[Saved entries]
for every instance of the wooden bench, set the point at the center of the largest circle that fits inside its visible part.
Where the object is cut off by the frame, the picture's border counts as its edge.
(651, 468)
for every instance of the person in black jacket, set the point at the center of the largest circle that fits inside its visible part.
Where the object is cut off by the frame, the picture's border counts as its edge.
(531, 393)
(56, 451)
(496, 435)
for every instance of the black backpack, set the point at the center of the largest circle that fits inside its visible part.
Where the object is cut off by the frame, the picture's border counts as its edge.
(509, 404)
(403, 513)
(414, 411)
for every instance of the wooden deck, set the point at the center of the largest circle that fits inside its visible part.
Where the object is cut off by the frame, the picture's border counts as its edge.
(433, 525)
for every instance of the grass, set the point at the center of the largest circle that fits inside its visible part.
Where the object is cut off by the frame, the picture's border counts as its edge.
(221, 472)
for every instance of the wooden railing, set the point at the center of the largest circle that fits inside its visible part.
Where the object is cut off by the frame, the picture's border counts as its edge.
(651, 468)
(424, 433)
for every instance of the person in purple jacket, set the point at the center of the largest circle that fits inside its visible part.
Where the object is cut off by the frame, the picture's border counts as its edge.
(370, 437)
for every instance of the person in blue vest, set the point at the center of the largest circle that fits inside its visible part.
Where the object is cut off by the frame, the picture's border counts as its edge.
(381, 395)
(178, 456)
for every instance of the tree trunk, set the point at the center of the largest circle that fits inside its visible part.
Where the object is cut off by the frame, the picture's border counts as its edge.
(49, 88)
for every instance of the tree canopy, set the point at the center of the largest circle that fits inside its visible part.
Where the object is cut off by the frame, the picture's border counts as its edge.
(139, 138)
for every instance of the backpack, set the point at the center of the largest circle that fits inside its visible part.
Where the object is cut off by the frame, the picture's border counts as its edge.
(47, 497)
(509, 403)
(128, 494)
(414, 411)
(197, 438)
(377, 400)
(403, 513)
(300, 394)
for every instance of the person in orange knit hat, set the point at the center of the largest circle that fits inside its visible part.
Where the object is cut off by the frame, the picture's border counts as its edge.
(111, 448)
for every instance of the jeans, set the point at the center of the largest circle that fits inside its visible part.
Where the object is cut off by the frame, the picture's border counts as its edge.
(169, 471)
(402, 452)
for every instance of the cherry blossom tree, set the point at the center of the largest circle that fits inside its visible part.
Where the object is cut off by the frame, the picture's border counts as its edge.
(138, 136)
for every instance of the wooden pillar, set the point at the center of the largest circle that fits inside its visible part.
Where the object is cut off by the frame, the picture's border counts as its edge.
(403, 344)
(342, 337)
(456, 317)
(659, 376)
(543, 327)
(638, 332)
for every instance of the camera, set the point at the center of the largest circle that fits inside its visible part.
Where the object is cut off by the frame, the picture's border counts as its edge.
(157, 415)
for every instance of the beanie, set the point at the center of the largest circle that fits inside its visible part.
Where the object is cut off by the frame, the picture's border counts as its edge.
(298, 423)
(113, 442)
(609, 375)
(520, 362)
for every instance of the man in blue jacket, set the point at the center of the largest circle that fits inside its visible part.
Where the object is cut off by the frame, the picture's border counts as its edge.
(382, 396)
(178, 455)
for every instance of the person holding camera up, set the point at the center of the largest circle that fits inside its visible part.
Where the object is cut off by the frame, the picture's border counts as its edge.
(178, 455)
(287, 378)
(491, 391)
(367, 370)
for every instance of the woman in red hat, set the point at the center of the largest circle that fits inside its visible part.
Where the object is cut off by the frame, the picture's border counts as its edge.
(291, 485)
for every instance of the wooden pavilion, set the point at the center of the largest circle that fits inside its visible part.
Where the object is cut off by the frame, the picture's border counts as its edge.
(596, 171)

## Directions
Without any change, reproduce the data in full.

## Written reply
for every instance of the wooden bench, set the point at the center of the largest circle that fits inside its visible part.
Where the object is cut off by the frame, the picture's border counts as its edge.
(651, 468)
for every instance of the person in black jacket, set the point at the center of the largest circle that fits inside its visible part.
Where the object is cut off by the frame, the picture's border counts as its edge.
(531, 393)
(56, 451)
(496, 435)
for every instance of the black backpack, set the point at the center of the largest circle that fits inside its visible part.
Where the object is cut off by the frame, the picture's border counts as its edge.
(509, 404)
(403, 513)
(414, 411)
for every instance of the wooden deck, set the point at the center of the largest circle that fits inside its visible part.
Where the object is cut off by the frame, the picture's border counts as its edge.
(433, 525)
for every instance of the grass, set the point at the center of the largest circle that fits inside its visible part.
Where the object is cut off by the frame, the picture's border counts as its edge.
(221, 472)
for every instance of the wooden railing, set the point at the center of the largest circle that fits inside its visible part.
Where the object is cut off by the frame, the picture's border counts as its edge.
(651, 468)
(424, 433)
for every instance of the person in purple jacket, set the point at the center of the largest circle that fits inside its visible part.
Where the object is cut off by the frame, the picture's border counts as its edge.
(370, 437)
for every instance of the person in blue vest, set the point at the center of the largest circle that fits inside its visible part.
Where the object is cut off by the frame, the picture's border counts as its edge.
(381, 395)
(178, 456)
for every instance of the tree trunk, set the point at the center of the largest circle that fits inside its visible part.
Where the object is cut off by the frame, the picture's border counts as its edge.
(49, 88)
for every instance of the tree canopy, set the point at the center of the largest circle that fits inside its visible part.
Where the object is cut off by the frame, the picture's border counts as its edge.
(139, 138)
for every instance of the backpack, set the point at the center of the largest circle that fits inside its visible part.
Where the object is cut off by the frame, the picture's border counts as its edge.
(47, 497)
(509, 403)
(128, 494)
(414, 411)
(197, 438)
(377, 400)
(403, 513)
(300, 394)
for every instance of the person in orange knit hat, set the point at the center of the largest circle that fits inside its visible part.
Where the object is cut off by the frame, the picture's border counts as its edge.
(111, 448)
for every instance of the jeans, set the point at the center of the largest circle that fits inside its visible part.
Where the object is cut off by the frame, the picture's border counts as its edge.
(169, 471)
(402, 452)
for every instance of the cherry blossom tree, set the point at the center of the largest circle that fits inside its visible part.
Where the object is cut off by the frame, the picture's border counts as its edge.
(138, 136)
for every instance of the wooden pillar, set the point at the center of the largest circle that fits inside its visible part.
Where the object is cut off by the frame, the picture's border counts as its edge.
(403, 344)
(342, 337)
(456, 317)
(659, 376)
(543, 327)
(638, 332)
for every instance of the camera, set the point at the center of the largest circle that fits inside its visible part.
Where the object is cut off by the frame, the picture's border counts as its edge.
(157, 415)
for every instance of the beanie, set the point at the center of the largest circle that fits inside its visible part.
Where the object is cut off by the frame, the picture's border counts as its edge.
(298, 423)
(113, 442)
(609, 375)
(520, 362)
for every instance of the man in blue jacket, set the point at the center of the largest circle that fits inside its visible part.
Where the object is cut off by the frame, the picture's border counts as its edge.
(382, 396)
(178, 455)
for every instance of the person holding camera up, set the point at the center of the largest circle that fits inside its visible part.
Where the object is cut off by the frame, the picture's border counts as its edge.
(178, 455)
(287, 378)
(491, 391)
(367, 370)
for every instance of the woman in red hat, set the point at the center of the largest circle that fits inside its visible part.
Where the object is cut off by the frame, the picture's border counts as its edge.
(291, 485)
for every instance of the wooden pavilion, set the point at the center of the largest circle that fits inside its visible part.
Where the object is cut off by the frame, the picture's border counts as its edge.
(596, 171)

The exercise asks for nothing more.